**Work instructions**. Copy out every one of the following rows word for word, leaving nothing altered or omitted.

**Data provided**.
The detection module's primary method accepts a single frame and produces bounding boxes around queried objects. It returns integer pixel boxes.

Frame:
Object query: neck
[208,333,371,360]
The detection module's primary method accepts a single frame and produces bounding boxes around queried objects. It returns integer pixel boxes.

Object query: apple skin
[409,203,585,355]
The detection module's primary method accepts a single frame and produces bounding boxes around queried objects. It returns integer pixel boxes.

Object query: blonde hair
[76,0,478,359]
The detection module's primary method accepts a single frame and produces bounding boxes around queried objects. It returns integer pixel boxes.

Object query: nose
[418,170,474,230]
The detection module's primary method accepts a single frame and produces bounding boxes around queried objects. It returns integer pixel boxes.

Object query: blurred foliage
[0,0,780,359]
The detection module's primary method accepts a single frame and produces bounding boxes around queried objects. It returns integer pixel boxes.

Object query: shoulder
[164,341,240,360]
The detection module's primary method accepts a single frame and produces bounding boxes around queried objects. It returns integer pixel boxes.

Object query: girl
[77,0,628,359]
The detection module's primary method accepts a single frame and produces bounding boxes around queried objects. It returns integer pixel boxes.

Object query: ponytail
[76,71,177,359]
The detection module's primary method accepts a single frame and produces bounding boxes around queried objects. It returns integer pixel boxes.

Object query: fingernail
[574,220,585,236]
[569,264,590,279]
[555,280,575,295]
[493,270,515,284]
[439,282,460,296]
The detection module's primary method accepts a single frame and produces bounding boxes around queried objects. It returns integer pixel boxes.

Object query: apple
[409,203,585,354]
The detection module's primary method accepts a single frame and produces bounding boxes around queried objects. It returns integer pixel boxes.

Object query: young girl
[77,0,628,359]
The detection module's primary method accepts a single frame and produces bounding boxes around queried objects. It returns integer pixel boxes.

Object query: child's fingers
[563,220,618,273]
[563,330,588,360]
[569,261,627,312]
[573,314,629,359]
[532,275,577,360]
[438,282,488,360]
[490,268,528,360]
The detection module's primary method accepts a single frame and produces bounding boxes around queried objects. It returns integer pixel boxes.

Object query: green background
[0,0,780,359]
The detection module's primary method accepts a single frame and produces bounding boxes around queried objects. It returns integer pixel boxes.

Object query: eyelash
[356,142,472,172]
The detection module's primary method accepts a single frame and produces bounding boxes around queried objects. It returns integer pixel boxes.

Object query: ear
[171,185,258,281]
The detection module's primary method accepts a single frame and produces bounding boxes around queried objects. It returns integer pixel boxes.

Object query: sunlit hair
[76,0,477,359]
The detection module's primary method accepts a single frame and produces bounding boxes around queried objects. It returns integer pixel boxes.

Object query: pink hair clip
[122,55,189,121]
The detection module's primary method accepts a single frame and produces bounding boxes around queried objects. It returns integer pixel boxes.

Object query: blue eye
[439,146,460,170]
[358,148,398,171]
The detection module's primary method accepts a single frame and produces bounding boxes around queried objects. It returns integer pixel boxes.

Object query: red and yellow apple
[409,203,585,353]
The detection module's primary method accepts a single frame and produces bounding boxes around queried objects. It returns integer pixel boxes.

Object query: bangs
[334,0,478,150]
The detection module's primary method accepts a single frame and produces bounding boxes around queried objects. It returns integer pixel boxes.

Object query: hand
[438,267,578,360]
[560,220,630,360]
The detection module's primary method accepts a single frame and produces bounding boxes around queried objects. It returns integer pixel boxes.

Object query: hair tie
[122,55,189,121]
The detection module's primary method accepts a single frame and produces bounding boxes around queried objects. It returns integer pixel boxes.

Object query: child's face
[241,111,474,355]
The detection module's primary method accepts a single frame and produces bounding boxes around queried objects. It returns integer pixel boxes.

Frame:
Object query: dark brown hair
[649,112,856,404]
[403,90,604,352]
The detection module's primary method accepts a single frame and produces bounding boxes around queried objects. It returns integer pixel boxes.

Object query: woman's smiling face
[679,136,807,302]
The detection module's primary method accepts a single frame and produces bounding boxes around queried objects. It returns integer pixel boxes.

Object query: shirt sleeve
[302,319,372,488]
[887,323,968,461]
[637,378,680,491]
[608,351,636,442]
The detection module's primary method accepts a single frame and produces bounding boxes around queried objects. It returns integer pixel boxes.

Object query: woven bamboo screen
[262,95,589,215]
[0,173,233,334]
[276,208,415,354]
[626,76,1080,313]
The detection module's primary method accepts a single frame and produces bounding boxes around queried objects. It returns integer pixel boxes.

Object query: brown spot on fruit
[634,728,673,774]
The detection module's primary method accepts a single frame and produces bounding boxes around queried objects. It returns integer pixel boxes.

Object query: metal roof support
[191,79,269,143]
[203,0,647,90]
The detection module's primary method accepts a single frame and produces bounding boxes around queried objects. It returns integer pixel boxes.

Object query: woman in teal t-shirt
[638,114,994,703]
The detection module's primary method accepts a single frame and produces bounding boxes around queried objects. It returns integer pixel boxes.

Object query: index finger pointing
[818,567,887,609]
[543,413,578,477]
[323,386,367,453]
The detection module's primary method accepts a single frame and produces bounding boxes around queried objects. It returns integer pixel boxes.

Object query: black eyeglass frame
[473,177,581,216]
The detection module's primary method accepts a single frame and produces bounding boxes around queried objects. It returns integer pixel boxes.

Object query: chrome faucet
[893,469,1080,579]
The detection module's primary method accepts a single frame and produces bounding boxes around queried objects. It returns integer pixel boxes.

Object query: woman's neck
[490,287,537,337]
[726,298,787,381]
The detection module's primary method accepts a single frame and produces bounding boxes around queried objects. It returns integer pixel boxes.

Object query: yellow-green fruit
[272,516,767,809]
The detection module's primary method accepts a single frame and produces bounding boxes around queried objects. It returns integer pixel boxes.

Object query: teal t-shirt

**Result for this exercise**.
The detection module's primary method accepts a single frame and produces bounding boxes around queried objects. It returns integer pixel boxes.

Frame:
Object query: neck
[208,333,371,360]
The detection module's primary method accepts a single frame and produces bounding boxes around queried objects. It returns integer pixel boxes.

Object query: apple skin
[409,203,585,355]
The detection module's primary method accepts a single frame and produces bounding boxes around queried objects. It returns integer pixel boxes.

Object query: blonde hair
[76,0,478,359]
The detection module's primary method accepts a single frame and produces bounding boxes around queried objects. It returns integer pixel boxes.

Object query: nose
[418,170,474,230]
The detection module's primary method accepts a single frame and produces bounding boxes around queried objects. It returns integer pixel boxes.

Object query: blurred foliage
[0,0,780,359]
The detection module's primary method accepts a single frame and produces bounding boxes around queried objects. It returns integer pixel boxes.

Object query: shoulder
[164,341,240,360]
The detection module's primary method accepts a single frame and produces bounding boxes around queried objects. It returns integer pixel boxes.

Object query: girl
[77,0,628,359]
The detection module's primary method accepts a single frame and produces bounding boxes around queried objects. It returns integer pixel boxes.

Object query: ponytail
[76,71,177,359]
The detection module's primary method accepts a single frame and produces bounding boxes around queried objects. It returns integer pixel boxes.

Object query: fingernail
[574,220,585,236]
[569,264,590,279]
[555,280,575,295]
[493,270,515,284]
[439,282,460,296]
The detection module's primary method accepts a single frame and produces bounding boxes around queried objects. It returns integer pixel boxes.

Object query: apple
[409,203,585,354]
The detection module's primary method accepts a single frame and produces bounding boxes around queried objects. It returns integer pixel boxes.

Object query: young girl
[77,0,628,359]
The detection module's primary method accepts a single frame and produces bounding boxes around queried objects. It returns integer pixel boxes.

Object query: child's fingers
[563,220,618,273]
[563,330,588,360]
[569,261,627,312]
[573,314,629,359]
[532,275,577,360]
[438,282,488,360]
[490,268,528,360]
The detection module's primary method accepts a single frame and produces bounding boxes around queried objects. It returns integer pixel boxes.

Object query: green background
[0,0,780,359]
The detection module's primary method accepts a single frame and produces bounding boxes around queried objects. It returns integer pixel boxes.

Object query: eyelash
[356,142,472,172]
The detection module's primary method accepts a single frame and produces bounding boxes around queried objects. It returns integer pixel boxes.

Object query: ear
[171,185,258,281]
The detection module's primary method accepts a single frame and produces bounding boxes around queried objects. It returns integer pixel boxes.

Object query: sunlit hair
[76,0,477,359]
The detection module's primary method accepts a single frame and produces bounding boxes around queried objects. It returns integer pixel boxes.

Object query: pink hair clip
[122,55,189,121]
The detection module's primary method accepts a single frame and produces bounding boxes around queried objects. It returns integer pixel boxes.

Object query: blue eye
[439,146,460,170]
[358,148,398,171]
The detection module's primary method accepts a single frame and produces bounding boxes around queried objects. It returns integer pixel boxes.

Object query: red and yellow apple
[409,203,585,353]
The detection module's primary method accepts a single frame and produces bounding boxes around queried objects. It returns integer pixel boxes.

Object query: bangs
[334,0,478,150]
The detection module's primary method accepts a single frame and produces bounding boxes around queried objects. It returns integer pixel boxes.

Object query: hand
[438,267,578,360]
[560,220,630,360]
The detection module's primary method accepts a single frame and produces bounding boxes around queried objects. It returns integer pixel boxes.

Object query: hair tie
[122,55,189,121]
The detection module's primary method accepts a single frame and produces bounding boxes around queried objects. It returns integer pixel boxes.

Object query: child's face
[241,111,474,355]
The detection module's primary method accepts a single frame and produces bounding boxes around queried objects. It returns integer pixel boxes.

Frame:
Object query: dark brown hair
[649,112,856,404]
[403,90,604,352]
The detection module's primary method accepts a single frame and produces bounding boxes around queried objects. It returns integer pixel boxes.

Object query: woman's smiling face
[679,136,807,302]
The detection module's primary method accepts a single frame and produces bounding boxes around queried objects. It returns integer pixel boxes.

Object query: shirt sleeve
[302,319,372,488]
[887,323,968,461]
[637,378,680,491]
[608,351,636,442]
The detection module's primary method accepts a single frame and produces bounding boxes around queried objects. It returns integer pixel boxes.

Object query: woven bamboo screen
[262,95,589,215]
[0,173,233,334]
[276,208,415,354]
[626,76,1080,313]
The detection module's primary method accepts a single frame and produces bounding boxes around queried objects. It returns integer pixel boxes.

Object query: brown spot on fruit
[634,728,673,774]
The detection module's primary method accepts a single frame and produces bounding boxes around queried objects. It returns integer pixel boxes.

Object query: metal roof support
[191,79,269,143]
[203,0,647,90]
The detection module's primary method accepts a single frame and produces bounding boxes around queried objects. It returns integer pixel boxes.

Object query: woman in teal t-shirt
[638,114,994,703]
The detection module's primary method accepts a single frame and produces bounding boxes around queried objects. It returns integer pixel boxes.

Object query: index finger pointing
[818,567,887,609]
[543,413,578,477]
[323,386,367,453]
The detection module's primary method accepts a single frame and produces bounding boxes around queried objects. It returns integer pixel boxes.

Object query: black eyeglass frame
[473,177,581,216]
The detection module's primary method accepts a single frame and produces bounding boxes around queried objects. It returns integer pixel boxes.

Object query: chrome faucet
[893,469,1080,579]
The detection module's primary method accepts a single frame and produces bounding boxes around queried objects. It returns integer pixel boxes.

Object query: woman's neck
[490,287,537,337]
[726,298,787,381]
The detection module's primary method accepts a single frame and produces bounding boxes around queried objects. It returns integer pixel boxes.

Object query: yellow-green fruit
[272,516,767,809]
The detection module's primary method accepts a single frame and produces bounding boxes around queried objects. It returns integer pixel boxes.

Object query: teal t-shirt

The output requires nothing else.